Range to reproduce from the entries below: the line with "the polar bear in", the line with "x=206, y=241", and every line in between. Give them exactly and give nothing else.

Exercise input: Begin

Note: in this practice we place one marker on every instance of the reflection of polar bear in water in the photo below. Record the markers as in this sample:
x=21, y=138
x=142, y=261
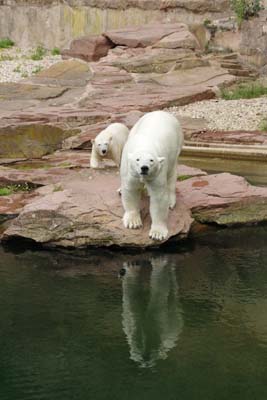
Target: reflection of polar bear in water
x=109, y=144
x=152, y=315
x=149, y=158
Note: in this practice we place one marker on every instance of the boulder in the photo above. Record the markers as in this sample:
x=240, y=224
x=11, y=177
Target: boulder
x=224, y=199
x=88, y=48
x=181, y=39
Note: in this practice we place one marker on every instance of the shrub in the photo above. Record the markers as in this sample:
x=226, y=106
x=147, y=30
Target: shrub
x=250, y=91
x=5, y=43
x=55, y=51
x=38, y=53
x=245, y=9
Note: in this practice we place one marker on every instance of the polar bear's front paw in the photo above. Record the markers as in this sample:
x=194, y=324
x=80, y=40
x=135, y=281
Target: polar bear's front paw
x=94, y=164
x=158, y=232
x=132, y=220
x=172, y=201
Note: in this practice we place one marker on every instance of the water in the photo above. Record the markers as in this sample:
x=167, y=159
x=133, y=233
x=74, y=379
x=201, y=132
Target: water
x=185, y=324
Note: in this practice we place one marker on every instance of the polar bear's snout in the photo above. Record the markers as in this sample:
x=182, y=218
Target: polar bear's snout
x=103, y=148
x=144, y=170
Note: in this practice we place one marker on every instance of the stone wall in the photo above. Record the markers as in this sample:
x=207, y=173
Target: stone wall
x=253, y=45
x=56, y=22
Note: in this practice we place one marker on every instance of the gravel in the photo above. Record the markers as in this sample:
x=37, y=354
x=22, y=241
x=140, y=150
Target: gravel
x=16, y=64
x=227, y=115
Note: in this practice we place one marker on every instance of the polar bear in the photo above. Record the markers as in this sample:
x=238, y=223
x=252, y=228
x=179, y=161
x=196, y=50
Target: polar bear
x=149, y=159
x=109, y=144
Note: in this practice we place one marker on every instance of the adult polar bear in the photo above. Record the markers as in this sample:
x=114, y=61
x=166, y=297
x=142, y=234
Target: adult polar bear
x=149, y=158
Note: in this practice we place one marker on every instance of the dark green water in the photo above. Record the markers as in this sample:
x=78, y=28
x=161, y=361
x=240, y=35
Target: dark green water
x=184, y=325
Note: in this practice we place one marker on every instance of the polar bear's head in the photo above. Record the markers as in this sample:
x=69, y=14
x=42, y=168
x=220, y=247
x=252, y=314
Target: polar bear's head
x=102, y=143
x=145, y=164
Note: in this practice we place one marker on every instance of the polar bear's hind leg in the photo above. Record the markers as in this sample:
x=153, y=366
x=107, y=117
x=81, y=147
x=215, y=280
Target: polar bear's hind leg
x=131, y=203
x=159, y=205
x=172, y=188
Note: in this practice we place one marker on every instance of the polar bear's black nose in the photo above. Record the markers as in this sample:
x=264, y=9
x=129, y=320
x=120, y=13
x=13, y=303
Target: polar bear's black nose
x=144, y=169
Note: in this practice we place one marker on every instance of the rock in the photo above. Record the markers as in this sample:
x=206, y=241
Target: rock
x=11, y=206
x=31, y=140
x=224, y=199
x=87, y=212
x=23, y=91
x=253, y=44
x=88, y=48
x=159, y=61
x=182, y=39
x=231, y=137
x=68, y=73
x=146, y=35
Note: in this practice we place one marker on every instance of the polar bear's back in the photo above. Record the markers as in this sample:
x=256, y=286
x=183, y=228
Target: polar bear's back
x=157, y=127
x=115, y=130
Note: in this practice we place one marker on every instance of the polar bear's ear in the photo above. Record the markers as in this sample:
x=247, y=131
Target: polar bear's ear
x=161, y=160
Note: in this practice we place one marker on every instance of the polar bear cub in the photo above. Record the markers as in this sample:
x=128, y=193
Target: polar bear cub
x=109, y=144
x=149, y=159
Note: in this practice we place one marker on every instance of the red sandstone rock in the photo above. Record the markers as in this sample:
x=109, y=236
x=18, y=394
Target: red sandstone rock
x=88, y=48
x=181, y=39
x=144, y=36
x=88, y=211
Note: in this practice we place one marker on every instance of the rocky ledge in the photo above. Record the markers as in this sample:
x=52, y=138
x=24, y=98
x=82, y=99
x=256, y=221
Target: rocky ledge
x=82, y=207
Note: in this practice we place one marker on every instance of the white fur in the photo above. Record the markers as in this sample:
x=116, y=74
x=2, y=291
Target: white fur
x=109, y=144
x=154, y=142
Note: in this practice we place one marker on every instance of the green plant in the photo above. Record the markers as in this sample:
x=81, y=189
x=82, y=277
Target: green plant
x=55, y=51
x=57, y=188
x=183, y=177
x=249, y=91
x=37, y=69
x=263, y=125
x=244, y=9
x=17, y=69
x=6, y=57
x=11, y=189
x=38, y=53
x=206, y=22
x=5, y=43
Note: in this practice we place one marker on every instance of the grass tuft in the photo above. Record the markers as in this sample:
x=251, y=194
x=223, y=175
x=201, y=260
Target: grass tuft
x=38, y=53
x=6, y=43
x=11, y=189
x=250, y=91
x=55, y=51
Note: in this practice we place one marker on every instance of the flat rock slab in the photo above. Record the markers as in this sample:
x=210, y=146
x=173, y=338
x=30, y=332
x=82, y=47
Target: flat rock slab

Exercise input: End
Exercise input: Begin

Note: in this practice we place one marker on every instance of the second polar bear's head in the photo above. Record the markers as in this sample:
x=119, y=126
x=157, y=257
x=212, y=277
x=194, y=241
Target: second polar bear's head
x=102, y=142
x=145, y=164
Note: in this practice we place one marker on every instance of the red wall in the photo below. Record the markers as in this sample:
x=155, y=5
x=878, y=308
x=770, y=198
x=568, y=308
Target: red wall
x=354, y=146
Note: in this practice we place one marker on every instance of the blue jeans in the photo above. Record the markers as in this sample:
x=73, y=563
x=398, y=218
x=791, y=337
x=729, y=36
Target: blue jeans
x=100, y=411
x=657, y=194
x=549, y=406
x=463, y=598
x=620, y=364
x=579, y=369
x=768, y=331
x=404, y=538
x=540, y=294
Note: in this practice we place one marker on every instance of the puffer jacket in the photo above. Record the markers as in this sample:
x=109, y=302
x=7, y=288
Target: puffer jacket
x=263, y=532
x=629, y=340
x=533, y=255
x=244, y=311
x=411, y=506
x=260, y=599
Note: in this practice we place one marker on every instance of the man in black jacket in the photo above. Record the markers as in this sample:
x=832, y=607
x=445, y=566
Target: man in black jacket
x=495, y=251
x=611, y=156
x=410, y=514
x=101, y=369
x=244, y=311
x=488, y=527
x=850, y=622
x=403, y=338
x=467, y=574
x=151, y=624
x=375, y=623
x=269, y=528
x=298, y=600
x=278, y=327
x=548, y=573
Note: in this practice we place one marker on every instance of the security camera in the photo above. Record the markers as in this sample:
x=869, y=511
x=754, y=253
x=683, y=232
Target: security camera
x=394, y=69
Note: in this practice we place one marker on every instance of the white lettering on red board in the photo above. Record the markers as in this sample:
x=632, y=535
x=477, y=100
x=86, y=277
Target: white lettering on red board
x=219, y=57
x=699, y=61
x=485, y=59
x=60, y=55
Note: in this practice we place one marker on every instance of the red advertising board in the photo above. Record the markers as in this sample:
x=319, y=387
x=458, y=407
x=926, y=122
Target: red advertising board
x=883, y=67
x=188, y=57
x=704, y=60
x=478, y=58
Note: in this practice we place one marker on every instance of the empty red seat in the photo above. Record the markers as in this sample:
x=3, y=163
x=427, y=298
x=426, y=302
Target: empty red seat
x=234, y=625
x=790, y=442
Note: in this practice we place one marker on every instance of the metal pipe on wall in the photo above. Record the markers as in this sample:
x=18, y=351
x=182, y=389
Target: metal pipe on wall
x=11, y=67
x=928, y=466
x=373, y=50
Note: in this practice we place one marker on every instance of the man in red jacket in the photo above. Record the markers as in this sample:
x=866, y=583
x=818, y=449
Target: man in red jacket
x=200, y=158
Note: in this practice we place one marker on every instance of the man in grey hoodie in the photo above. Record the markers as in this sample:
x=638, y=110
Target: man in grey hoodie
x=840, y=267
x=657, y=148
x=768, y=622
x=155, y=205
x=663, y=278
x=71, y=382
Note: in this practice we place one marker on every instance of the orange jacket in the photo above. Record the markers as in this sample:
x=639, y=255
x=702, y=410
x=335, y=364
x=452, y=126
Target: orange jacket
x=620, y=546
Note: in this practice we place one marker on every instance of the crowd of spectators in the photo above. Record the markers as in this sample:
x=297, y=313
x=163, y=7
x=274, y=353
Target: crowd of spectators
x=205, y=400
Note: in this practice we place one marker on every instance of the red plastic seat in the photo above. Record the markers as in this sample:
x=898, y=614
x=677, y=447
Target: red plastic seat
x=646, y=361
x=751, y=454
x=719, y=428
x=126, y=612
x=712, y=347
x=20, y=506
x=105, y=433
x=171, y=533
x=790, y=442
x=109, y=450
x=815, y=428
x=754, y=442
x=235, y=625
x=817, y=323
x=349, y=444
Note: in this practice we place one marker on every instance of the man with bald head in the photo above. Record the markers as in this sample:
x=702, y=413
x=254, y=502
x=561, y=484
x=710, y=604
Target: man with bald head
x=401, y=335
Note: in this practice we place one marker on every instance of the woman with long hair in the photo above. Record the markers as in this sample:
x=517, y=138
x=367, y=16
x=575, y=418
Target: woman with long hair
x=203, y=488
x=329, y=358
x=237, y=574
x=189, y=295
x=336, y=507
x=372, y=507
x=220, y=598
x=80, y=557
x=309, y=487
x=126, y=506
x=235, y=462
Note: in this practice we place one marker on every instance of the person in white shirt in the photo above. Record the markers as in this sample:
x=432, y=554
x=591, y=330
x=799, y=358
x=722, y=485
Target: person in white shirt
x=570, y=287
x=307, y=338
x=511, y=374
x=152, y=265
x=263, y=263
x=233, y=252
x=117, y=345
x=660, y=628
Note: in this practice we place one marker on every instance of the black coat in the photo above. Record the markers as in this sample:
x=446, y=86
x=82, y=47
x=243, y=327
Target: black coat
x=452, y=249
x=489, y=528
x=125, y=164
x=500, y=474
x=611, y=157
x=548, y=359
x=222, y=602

Exercise input: End
Exercise input: Begin

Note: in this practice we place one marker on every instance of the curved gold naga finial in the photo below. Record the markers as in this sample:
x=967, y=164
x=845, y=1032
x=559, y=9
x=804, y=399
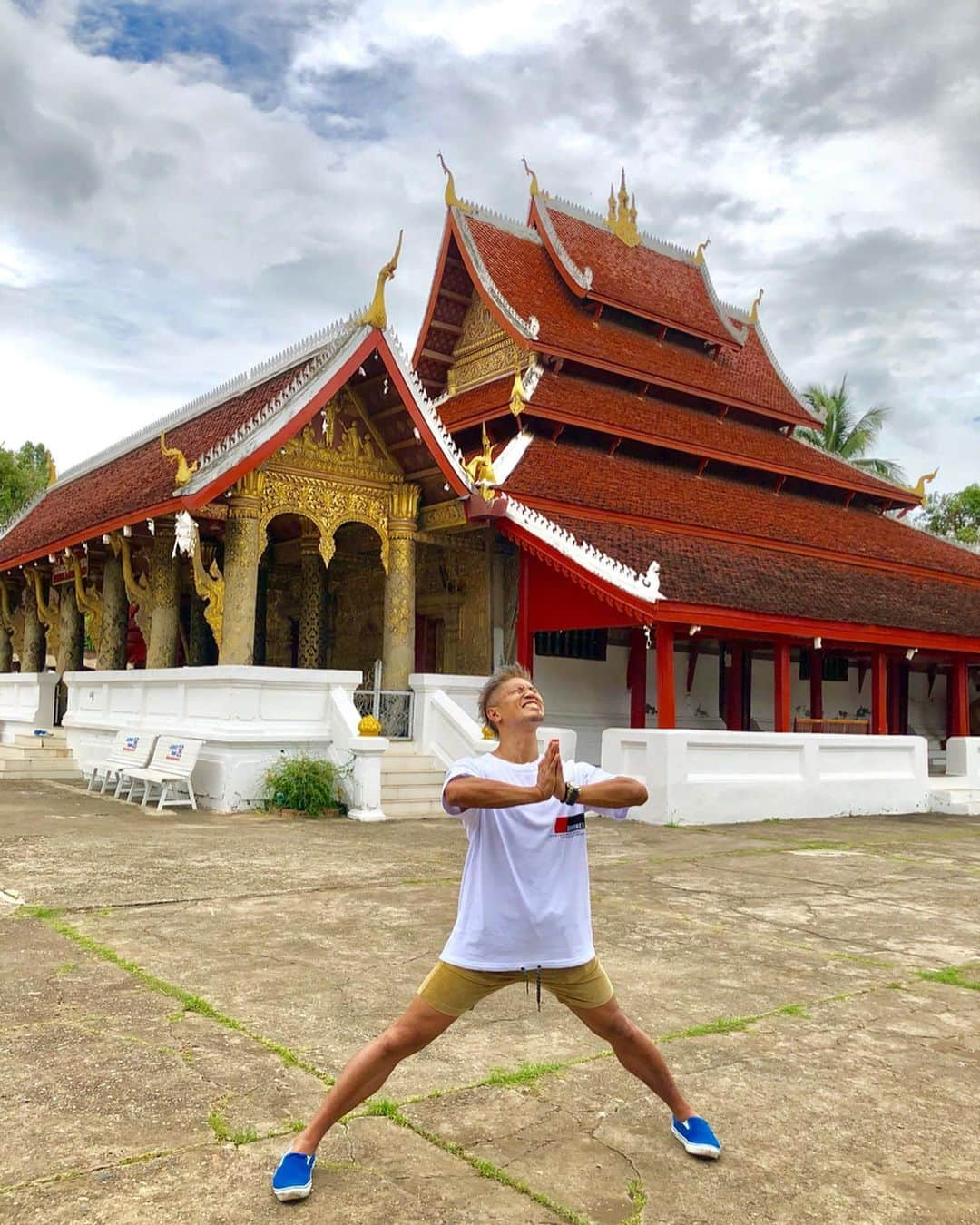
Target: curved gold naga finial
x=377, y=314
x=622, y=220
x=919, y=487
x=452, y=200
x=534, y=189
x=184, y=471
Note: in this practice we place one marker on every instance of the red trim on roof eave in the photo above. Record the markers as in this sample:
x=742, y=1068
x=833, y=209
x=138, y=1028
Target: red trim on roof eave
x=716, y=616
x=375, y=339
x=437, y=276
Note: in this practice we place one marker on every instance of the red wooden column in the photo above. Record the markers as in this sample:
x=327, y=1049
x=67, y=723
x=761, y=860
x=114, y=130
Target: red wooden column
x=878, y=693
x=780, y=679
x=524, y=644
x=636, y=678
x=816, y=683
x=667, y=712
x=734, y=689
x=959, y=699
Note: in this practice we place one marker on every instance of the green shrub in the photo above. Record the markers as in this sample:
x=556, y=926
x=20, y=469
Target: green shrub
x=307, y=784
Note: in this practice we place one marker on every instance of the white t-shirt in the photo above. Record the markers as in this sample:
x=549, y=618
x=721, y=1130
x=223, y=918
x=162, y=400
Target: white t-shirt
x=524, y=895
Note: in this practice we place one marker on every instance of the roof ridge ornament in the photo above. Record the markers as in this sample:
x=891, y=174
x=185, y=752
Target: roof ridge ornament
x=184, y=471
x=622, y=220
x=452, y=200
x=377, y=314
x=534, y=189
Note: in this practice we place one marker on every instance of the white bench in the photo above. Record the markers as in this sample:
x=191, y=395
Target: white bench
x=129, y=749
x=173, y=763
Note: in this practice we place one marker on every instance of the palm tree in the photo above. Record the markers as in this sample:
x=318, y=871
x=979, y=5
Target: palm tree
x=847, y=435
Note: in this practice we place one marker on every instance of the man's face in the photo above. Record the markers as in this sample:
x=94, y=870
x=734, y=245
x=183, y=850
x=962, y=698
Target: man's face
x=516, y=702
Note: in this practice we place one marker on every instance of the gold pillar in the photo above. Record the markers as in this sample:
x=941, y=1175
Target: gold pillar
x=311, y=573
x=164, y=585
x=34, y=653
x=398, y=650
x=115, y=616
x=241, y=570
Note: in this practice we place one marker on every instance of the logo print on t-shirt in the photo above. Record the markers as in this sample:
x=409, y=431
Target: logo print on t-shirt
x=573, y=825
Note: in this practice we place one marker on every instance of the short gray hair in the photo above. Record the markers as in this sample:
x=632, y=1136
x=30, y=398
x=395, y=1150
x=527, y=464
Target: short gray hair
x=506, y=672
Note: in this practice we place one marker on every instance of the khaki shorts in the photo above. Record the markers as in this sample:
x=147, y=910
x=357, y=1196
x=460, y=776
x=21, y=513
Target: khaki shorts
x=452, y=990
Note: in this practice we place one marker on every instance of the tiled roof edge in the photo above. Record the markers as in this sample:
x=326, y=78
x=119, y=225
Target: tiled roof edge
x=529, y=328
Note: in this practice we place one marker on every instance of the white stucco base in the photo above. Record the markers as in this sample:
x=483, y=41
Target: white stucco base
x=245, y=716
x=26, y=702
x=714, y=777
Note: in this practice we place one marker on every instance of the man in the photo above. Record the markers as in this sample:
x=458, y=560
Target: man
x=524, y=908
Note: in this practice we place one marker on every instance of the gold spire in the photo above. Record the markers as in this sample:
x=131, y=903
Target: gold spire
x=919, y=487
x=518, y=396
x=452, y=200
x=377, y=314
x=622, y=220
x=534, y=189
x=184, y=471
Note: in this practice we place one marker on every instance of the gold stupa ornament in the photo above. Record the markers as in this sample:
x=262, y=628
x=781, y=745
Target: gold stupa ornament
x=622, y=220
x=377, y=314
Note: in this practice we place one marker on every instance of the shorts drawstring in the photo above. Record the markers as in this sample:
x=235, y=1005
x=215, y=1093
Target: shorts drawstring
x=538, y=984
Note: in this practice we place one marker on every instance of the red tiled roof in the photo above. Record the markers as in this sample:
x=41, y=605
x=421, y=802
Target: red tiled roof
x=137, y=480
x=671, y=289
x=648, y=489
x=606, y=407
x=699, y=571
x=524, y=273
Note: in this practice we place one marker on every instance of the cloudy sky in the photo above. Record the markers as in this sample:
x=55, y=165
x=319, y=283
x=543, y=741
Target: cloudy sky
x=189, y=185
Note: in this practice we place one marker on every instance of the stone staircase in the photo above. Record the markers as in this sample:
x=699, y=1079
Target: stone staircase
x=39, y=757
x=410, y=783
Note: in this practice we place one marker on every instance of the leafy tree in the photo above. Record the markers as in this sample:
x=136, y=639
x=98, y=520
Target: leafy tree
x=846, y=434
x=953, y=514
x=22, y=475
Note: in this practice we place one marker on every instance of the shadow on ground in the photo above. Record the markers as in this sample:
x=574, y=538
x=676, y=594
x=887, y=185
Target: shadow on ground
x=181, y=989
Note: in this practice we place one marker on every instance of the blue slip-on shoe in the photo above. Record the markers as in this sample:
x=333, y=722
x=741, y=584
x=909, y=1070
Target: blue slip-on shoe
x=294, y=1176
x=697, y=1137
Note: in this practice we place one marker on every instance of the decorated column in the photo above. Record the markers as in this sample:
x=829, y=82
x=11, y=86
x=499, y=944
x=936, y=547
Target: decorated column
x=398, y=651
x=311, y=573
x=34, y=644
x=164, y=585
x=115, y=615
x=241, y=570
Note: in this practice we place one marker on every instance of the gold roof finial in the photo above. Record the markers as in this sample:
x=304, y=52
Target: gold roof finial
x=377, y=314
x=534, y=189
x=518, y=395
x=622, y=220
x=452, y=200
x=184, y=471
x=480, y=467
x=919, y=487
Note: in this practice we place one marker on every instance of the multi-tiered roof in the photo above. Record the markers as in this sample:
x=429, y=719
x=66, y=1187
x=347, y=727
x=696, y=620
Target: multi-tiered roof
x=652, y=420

Exercise input: End

## [Solution]
Note: in this practice we place one marker on every instance of the polar bear in the photo above. Record the markers as in this sample:
x=238, y=223
x=252, y=228
x=179, y=161
x=196, y=50
Target: polar bear
x=149, y=159
x=109, y=144
Note: in this practice we place one marker on every instance of the adult polar bear in the photo above. Record the markers as in this sample:
x=114, y=61
x=166, y=297
x=142, y=234
Target: adult polar bear
x=149, y=158
Note: in this practice we place one marker on every instance of the dark green water in the photo above. Record the markers as in this sample:
x=78, y=28
x=161, y=361
x=240, y=35
Target: dark green water
x=184, y=325
Note: in this practice we place one marker on every instance of the polar bear's head in the photo above. Record the markers as in this sample:
x=69, y=14
x=42, y=168
x=220, y=247
x=252, y=314
Target: polar bear's head
x=102, y=143
x=145, y=164
Note: in this practice we place one marker on every instance of the polar bear's hind leg in the photo above. Record the markers as in this sample:
x=153, y=366
x=107, y=117
x=81, y=147
x=215, y=280
Target: polar bear's hind leg
x=131, y=203
x=159, y=205
x=172, y=188
Note: in this practice we place one marker on every instance of the polar bear's black nose in the photo above. Record the markers as in this sample:
x=264, y=9
x=129, y=320
x=120, y=13
x=13, y=303
Target: polar bear's black nose
x=144, y=169
Note: in this practice we place one marker on every instance of the rock in the photo above. Record the markers as in this sample:
x=206, y=241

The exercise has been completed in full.